## Complete the following:
A) Do the following statements agree with the logarithms thread? (i) I like Serena suggests rewriting everything in the same base. (ii) MarkFL simplifies the expression. (iii) Elena1 says the second expression is also under the radical. For each, give yes or no and quote the deciding words from the thread.
B) Reproduce a passage from the logarithms thread that begins at the words "[I like Serena]" and ends after "same base? (Wondering)".
C) Rewrite the paragraph of the logarithms thread that begins "What do you get" more briefly, keeping its main point.

## Document:
begin

What is the relationship between logarithms and simplifying expressions?

[Elena1]

$$(\sqrt{{\log_{n}\left({p}\right)} +\log_{p}\left({n}\right) +2} *(\log_{n}\left({p}\right)-\log_{np}\left({p}\right)) \sqrt{\log_{n}\left({p}\right)}$$

 

[I like Serena]

$$(\sqrt{\log_{n}\left({p}\right)} +\log_{p}\left({n}\right) +2) *(\log_{n}\left({p}\right)-\log_{np}\left({p}\right)) \sqrt{\log_{n}\left({p}\right)}$$

What do you get if you change everything to the same base? (Wondering)

 

[Elena1]

under the radical is the second expresion, also

 

[MarkFL]

under the radical is the second expresion, also

Please post it as it should be.

end

## Stored rows:
begin

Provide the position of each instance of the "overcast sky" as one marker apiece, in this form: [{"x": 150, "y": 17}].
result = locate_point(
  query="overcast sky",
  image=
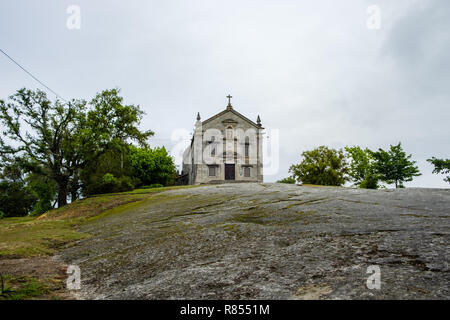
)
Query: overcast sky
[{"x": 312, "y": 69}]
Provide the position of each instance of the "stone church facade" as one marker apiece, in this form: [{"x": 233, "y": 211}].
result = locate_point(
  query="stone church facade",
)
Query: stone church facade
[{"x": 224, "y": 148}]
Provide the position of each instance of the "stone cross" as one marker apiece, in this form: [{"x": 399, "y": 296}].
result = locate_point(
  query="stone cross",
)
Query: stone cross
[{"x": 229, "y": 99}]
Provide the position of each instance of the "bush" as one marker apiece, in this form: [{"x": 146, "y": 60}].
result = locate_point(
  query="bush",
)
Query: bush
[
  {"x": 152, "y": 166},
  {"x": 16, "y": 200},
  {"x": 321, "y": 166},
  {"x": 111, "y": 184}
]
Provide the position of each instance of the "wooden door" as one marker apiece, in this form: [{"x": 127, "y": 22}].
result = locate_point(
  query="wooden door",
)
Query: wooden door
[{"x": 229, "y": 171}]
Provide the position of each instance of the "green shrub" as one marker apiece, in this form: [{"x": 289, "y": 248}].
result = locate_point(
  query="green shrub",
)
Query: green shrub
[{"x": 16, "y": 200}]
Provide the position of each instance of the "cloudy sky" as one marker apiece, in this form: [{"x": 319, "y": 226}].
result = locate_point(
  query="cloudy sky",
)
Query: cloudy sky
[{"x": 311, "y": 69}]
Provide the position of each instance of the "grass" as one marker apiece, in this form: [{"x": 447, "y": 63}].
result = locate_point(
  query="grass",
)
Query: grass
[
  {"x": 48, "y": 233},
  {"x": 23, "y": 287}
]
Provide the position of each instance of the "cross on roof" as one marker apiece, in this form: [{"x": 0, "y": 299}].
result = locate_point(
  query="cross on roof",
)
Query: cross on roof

end

## Outputs for the tasks:
A)
(i) Yes: "What do you get if you change everything to the same base?"
(ii) No: "Please post it as it should be."
(iii) Yes: "under the radical is the second expresion, also"

B)
[I like Serena]

$$(\sqrt{\log_{n}\left({p}\right)} +\log_{p}\left({n}\right) +2) *(\log_{n}\left({p}\right)-\log_{np}\left({p}\right)) \sqrt{\log_{n}\left({p}\right)}$$

What do you get if you change everything to the same base? (Wondering)

C) What results from converting everything to one common base?